Data for the task START
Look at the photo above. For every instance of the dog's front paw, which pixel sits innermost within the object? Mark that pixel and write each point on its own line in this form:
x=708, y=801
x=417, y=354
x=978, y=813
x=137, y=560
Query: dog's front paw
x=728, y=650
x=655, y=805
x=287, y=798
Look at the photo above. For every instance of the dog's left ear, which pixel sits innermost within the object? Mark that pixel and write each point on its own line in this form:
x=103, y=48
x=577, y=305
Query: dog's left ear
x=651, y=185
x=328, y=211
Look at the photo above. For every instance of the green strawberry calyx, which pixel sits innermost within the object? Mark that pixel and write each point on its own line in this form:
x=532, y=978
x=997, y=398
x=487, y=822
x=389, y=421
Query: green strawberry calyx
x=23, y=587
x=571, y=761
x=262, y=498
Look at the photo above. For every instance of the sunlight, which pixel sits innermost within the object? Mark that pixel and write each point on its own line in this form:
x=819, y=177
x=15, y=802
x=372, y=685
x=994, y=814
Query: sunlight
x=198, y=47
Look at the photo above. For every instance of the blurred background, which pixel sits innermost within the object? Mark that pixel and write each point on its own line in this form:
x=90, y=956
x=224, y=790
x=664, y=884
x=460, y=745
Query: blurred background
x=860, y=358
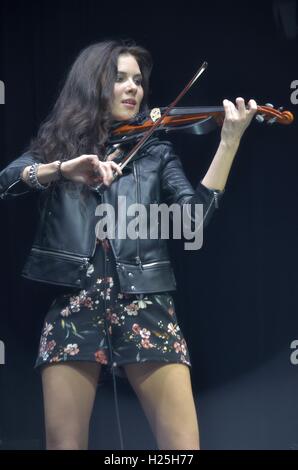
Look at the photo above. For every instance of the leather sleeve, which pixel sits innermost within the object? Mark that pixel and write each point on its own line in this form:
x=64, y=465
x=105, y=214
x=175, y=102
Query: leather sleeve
x=177, y=189
x=11, y=184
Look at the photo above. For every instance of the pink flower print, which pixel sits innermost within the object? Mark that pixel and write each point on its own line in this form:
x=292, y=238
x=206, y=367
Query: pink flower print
x=132, y=309
x=183, y=347
x=65, y=312
x=145, y=333
x=100, y=356
x=114, y=319
x=47, y=329
x=71, y=349
x=74, y=303
x=177, y=347
x=136, y=328
x=50, y=345
x=172, y=328
x=171, y=311
x=146, y=344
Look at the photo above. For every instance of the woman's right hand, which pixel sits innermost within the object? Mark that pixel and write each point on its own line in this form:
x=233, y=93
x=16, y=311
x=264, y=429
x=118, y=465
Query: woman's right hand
x=90, y=170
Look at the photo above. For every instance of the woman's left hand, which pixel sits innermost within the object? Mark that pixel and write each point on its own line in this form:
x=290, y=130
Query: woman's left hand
x=237, y=119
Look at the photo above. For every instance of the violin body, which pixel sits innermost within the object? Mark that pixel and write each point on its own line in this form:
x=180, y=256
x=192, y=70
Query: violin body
x=194, y=120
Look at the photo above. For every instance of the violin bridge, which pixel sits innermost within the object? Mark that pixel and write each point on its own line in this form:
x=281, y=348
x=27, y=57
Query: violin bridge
x=155, y=114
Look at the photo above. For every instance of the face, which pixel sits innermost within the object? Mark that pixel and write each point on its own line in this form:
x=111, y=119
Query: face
x=128, y=90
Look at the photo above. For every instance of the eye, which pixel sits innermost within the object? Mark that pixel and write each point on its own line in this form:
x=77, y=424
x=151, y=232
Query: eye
x=138, y=81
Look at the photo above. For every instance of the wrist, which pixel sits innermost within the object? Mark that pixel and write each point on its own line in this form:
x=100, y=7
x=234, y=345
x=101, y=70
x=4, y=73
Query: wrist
x=230, y=145
x=60, y=170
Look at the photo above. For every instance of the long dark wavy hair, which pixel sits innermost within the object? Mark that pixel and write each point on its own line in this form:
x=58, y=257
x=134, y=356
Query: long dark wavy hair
x=80, y=120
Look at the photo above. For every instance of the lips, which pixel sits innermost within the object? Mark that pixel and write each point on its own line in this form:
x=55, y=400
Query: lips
x=129, y=102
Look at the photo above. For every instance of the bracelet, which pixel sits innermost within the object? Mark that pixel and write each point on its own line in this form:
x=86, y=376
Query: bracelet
x=61, y=177
x=32, y=178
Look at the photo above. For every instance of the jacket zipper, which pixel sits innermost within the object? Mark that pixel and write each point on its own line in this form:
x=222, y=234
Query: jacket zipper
x=77, y=259
x=138, y=258
x=144, y=265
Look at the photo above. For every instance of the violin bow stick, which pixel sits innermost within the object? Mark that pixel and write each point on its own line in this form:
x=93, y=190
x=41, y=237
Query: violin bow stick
x=148, y=134
x=100, y=188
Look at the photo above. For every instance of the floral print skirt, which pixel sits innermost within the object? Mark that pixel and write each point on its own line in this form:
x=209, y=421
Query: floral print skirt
x=101, y=324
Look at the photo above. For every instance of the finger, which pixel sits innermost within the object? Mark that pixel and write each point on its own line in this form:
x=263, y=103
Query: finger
x=240, y=103
x=113, y=155
x=109, y=175
x=229, y=109
x=252, y=106
x=116, y=168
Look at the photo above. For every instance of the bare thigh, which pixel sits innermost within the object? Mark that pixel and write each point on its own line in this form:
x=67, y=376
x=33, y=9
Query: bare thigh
x=69, y=391
x=165, y=393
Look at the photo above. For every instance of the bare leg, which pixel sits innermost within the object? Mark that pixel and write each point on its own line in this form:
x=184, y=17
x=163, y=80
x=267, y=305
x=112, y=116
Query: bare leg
x=165, y=393
x=69, y=391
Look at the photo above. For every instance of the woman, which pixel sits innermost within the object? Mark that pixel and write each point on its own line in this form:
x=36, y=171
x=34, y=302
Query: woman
x=114, y=291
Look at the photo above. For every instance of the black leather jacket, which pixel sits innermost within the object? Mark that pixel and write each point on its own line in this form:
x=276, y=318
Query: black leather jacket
x=65, y=239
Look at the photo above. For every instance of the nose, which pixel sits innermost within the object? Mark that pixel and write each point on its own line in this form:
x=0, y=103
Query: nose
x=131, y=86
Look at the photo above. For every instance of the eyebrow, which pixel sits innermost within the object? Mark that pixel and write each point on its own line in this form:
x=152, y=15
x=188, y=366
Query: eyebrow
x=125, y=73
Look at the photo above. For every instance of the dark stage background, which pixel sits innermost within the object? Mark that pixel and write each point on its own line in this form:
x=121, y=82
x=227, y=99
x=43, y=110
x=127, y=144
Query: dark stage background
x=237, y=299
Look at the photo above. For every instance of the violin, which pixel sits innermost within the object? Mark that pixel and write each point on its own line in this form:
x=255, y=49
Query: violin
x=194, y=120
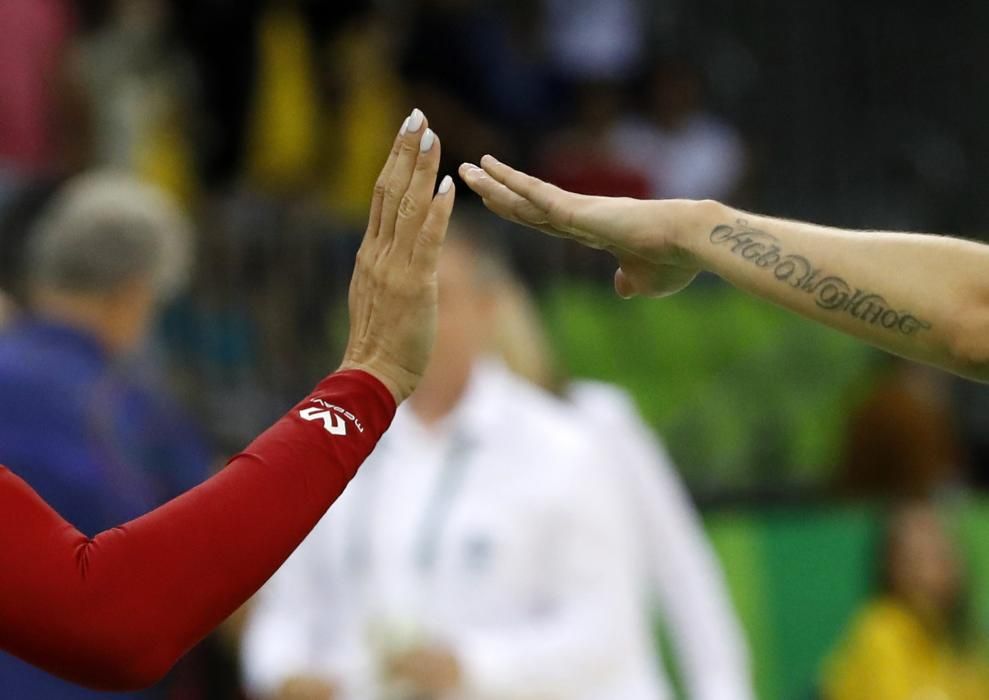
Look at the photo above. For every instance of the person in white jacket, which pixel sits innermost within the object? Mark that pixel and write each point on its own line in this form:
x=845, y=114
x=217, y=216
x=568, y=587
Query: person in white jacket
x=483, y=552
x=684, y=581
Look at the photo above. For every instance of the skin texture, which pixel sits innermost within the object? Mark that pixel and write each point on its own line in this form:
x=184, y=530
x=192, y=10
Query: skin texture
x=393, y=293
x=920, y=296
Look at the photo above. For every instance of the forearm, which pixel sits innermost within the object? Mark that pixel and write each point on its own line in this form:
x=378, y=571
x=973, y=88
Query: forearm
x=118, y=610
x=920, y=296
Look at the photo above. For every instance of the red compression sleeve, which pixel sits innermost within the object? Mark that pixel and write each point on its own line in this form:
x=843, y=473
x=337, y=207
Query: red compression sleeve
x=115, y=612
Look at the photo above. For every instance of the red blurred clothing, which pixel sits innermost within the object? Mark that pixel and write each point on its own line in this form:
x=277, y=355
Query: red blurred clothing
x=115, y=612
x=34, y=36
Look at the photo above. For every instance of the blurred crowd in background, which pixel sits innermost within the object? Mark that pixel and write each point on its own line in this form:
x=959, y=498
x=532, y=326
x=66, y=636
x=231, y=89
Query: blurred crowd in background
x=266, y=122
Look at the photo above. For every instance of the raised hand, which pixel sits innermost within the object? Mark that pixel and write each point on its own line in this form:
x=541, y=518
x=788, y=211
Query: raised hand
x=643, y=235
x=393, y=293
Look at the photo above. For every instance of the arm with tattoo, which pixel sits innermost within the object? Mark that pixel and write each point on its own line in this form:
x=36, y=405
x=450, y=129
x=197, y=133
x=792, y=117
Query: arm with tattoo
x=924, y=297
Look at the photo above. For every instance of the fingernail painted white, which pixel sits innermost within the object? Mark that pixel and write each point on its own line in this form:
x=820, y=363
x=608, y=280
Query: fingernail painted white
x=416, y=119
x=428, y=138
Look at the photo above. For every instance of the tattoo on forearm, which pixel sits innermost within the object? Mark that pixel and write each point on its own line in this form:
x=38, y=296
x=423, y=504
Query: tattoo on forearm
x=831, y=293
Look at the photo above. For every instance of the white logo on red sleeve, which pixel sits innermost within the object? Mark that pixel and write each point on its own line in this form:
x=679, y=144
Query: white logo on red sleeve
x=333, y=417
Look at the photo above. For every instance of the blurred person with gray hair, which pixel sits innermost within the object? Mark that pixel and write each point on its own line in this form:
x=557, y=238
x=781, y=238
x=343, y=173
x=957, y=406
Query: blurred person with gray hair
x=104, y=254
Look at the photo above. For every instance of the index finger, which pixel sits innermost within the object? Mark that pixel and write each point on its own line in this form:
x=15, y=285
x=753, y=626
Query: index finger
x=542, y=195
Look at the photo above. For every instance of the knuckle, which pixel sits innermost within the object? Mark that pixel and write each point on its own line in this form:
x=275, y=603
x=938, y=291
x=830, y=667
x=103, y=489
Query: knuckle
x=409, y=206
x=393, y=192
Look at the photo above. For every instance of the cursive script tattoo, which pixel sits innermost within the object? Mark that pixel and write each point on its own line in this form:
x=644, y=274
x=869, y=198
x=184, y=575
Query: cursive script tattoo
x=831, y=293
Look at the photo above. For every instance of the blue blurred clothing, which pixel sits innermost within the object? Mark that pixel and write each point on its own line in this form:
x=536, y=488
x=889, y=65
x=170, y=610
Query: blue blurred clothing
x=101, y=446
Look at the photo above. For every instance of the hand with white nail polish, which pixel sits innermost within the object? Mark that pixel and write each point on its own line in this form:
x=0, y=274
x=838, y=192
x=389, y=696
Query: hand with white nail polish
x=644, y=235
x=393, y=293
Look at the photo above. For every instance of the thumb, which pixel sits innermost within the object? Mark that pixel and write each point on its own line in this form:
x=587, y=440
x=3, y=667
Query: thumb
x=623, y=286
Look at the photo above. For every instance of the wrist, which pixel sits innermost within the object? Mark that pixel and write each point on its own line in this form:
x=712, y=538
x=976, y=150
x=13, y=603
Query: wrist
x=697, y=219
x=394, y=388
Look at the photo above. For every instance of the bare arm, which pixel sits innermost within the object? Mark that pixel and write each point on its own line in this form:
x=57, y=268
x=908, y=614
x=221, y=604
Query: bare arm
x=920, y=296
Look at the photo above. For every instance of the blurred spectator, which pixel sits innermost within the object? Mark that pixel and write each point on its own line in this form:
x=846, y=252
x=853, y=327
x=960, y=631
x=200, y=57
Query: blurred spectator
x=686, y=151
x=686, y=585
x=595, y=40
x=105, y=252
x=912, y=639
x=581, y=158
x=34, y=87
x=474, y=69
x=139, y=88
x=7, y=309
x=903, y=439
x=366, y=98
x=481, y=552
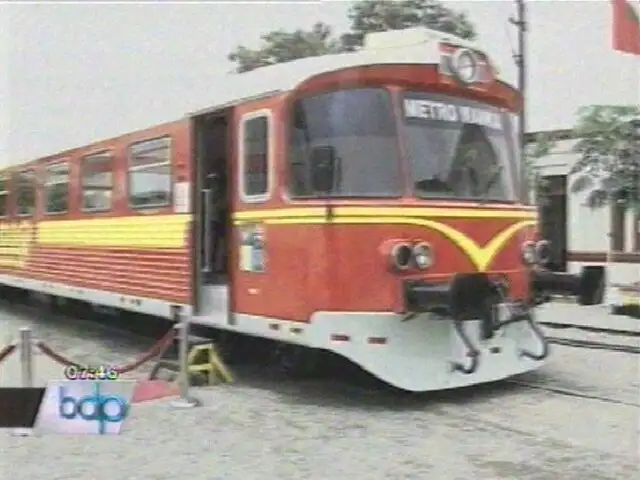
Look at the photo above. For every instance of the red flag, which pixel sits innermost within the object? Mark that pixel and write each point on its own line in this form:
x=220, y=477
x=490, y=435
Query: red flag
x=626, y=27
Data for the task END
(Exercise brief): Scan the records above for the lines holding "x=264, y=429" and "violin body, which". Transcribe those two and every line between them word for word, and no others.

(Response to the task):
x=264, y=429
x=118, y=465
Query: woman's right hand
x=90, y=170
Look at the photo above. For every instance of the woman's left hand, which pixel sits innermost within the object? Mark that pixel and write each point on its own line in this form:
x=290, y=130
Query: woman's left hand
x=237, y=119
Look at the photo above. For every instance of the violin body, which pixel sits innermost within the object? Mark that pixel and write each point on its own line in this form:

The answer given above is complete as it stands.